=== EXCERPT TO READ ===

China is motivated by the intent to destroy industries abroad to gain power is *very different* to helping out your dying farmers.  Of course the US is not perfect but it's very different.
Saying that US should not throw stones is like China lecturing Australia on human rights in long winded monologues when human rights issues are raised.  China does this to monopolise the time spent on human rights discussions to avoid questioning and any accountability for the daily unthinkable atrocities they continue to perform on unprecedented scales all over the place.


----------



## Mr Z (20 October 2011)

The US should not throw stones over subsidies, especially at the country that is bank rolling them! China is also subsiding the entire US! Do they wanna bitch about that as well? Nah mate the yanks are a classic for "heads I win tales you lose" deals! It is kinda funny to see them cop it back and whine about it! 

The yanks are always whining about their loses to China but never acknowledging they'd be screwed with out them.

The greatest free trade nation that never was... the USA calling for more tariffs, LOL gimme a break. Pot calling the kettle black.


----------



## notting (20 October 2011)

Mr Z said:


> . Pot calling the kettle black.




So let's hear your long list of examples where China is freer than the USA to back up your revolutionary and profoundly insightful statement.


----------



## Mr Z (20 October 2011)

notting said:


> So let's hear your long list of examples where China is freer than the USA to back up your revolutionary and profoundly insightful statement.




You are wandering off the goat track there! We are talking about trade and how its conducted not freedom. 

Don't get sarky chump.


----------



## notting (20 October 2011)

Mr Z said:


> You are wandering off the goat track there! We are talking about trade and how its conducted not freedom.




Free trade examples perhaps?
Please.  
If the kettle is black it must be easy to let rip with them all.
Sport.


----------



## Mr Z (20 October 2011)

WOW, you really seem to beleive that their poo don't stink, you must be a yank!  Later dude.


----------



## notting (20 October 2011)

Mr Z said:


> WOW, you really seem to beleive that their poo don't stink, you must be a yank!  Later dude.




I will hold my breath don't be long!


----------



## Dowdy (20 October 2011)

China isn't a true free market economy (they're banks were proped up just like the USA) but they're probably the most capitalistic nation today.


----------



## notting (20 October 2011)

Yes, the leaders just like the Russian leaders are ultimate capitalists.
Trouble is, no one else is allowed to be.


> "Opposition leader Tony Abbot has indicated he will shift Australia's stance on trade with China should the coalition be installed into government at the next election, accordion to Fairfax Media.
> 
> Mr Abbott said he would put free trade agreement talks with the emerging giant, which began over five years ago under John Howard, on hold, to focus on Australia's relationship with Japan.
> 
> ...


----------



## Dowdy (20 October 2011)

notting said:


> Yes, the leaders just like the Russian leaders are ultimate capitalists.
> Trouble is, no one else is allowed to be.




Just like the USA leaders are ultimate central planners


----------



## notting (20 October 2011)

===

- SHORT TASK A: In the entries, switch "pixel coordinates" to "image coordinates" wherever it appears in the stretch from the line containing "Task: Where can the white bedstraw" through the last entry, changing nothing else. Return only that stretch.
The entries below the forum thread are unrelated to it.

=== DATASET RECORDS ===

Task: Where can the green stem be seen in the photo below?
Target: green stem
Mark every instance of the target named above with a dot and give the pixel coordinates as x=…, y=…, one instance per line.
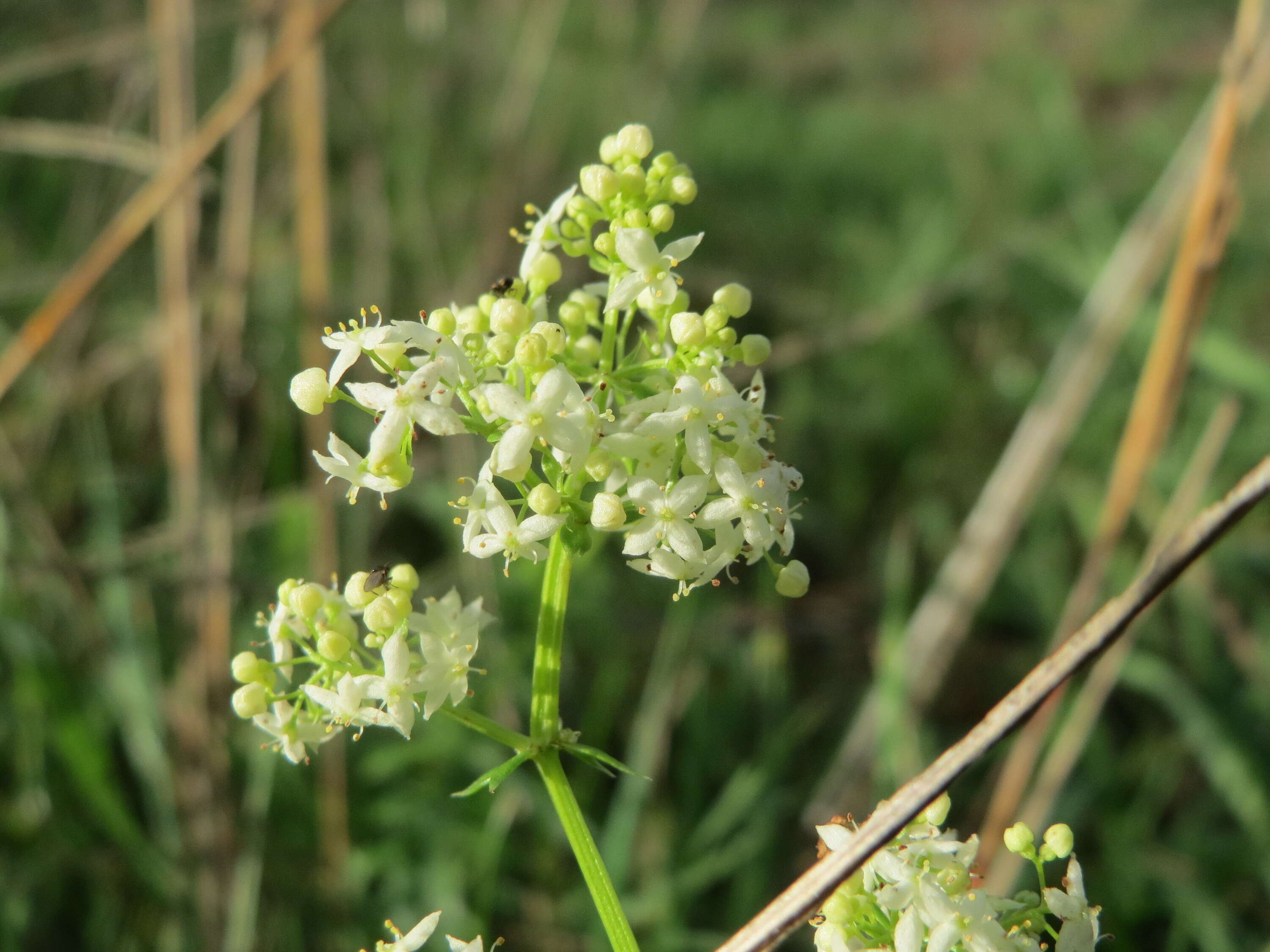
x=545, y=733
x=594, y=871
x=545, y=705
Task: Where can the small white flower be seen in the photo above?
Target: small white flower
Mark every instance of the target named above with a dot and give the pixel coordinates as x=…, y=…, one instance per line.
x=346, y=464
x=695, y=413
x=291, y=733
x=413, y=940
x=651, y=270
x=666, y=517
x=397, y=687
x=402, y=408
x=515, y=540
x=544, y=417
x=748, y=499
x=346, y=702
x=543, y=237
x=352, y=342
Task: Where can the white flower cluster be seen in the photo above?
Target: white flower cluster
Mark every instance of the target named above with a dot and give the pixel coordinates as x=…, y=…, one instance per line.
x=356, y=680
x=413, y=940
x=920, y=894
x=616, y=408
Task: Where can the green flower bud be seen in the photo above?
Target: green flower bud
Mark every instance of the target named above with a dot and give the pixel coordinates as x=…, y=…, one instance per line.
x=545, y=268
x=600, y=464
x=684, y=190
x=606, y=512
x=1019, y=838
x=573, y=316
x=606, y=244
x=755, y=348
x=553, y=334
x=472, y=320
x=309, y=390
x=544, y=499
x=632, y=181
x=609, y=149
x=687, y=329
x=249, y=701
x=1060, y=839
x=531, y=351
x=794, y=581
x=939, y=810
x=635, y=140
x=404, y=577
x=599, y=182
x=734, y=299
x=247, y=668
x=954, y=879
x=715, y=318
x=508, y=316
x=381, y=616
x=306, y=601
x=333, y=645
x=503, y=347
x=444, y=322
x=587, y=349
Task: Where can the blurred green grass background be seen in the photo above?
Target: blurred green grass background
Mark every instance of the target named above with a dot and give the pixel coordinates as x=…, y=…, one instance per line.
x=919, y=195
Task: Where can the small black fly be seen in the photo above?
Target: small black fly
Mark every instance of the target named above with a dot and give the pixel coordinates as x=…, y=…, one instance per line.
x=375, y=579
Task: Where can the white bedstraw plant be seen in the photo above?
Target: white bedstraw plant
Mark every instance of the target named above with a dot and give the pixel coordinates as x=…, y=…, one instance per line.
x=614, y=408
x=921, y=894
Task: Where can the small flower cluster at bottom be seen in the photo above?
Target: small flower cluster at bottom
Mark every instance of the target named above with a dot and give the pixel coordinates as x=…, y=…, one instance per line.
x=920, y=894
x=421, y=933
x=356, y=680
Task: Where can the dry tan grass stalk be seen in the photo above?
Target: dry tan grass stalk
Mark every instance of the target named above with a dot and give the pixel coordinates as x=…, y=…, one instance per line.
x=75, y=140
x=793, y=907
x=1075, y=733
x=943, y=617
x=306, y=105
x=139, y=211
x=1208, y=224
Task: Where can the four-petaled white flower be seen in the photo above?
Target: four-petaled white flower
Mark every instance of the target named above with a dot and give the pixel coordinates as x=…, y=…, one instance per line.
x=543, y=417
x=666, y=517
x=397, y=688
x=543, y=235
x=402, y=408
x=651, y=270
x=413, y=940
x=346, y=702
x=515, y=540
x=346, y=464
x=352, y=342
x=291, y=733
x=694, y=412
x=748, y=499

===

- SHORT TASK B: Copy the stretch of the forum thread from "China is motivated" through "over the place." word for word.

- WORKED ANSWER A:
Task: Where can the white bedstraw plant be seen in the photo above?
Target: white bedstraw plant
Mark every instance of the target named above with a dot and give the image coordinates as x=…, y=…, one instance per line.
x=614, y=408
x=921, y=894
Task: Where can the small flower cluster at bottom be seen in the photo above?
Target: small flower cluster at bottom
Mark every instance of the target named above with a dot and give the image coordinates as x=…, y=…, one instance per line.
x=920, y=894
x=421, y=933
x=356, y=680
Task: Where can the dry tan grass stalk be seen in the photo above?
Target: dry tan grass stalk
Mark every instance of the target named above with a dot and give the image coordinates as x=…, y=…, one instance per line.
x=75, y=140
x=793, y=907
x=1075, y=733
x=943, y=617
x=306, y=105
x=139, y=211
x=1208, y=224
Task: Where can the four-petaled white flower be seen in the photo above?
Target: four-petaled white flower
Mark every instance of the target named above with a dot and give the image coordinates as x=…, y=…, one instance per line.
x=543, y=417
x=666, y=517
x=397, y=688
x=543, y=235
x=402, y=408
x=651, y=270
x=413, y=940
x=346, y=702
x=515, y=540
x=346, y=464
x=352, y=342
x=291, y=733
x=694, y=412
x=748, y=499

- WORKED ANSWER B:
China is motivated by the intent to destroy industries abroad to gain power is *very different* to helping out your dying farmers.  Of course the US is not perfect but it's very different.
Saying that US should not throw stones is like China lecturing Australia on human rights in long winded monologues when human rights issues are raised.  China does this to monopolise the time spent on human rights discussions to avoid questioning and any accountability for the daily unthinkable atrocities they continue to perform on unprecedented scales all over the place.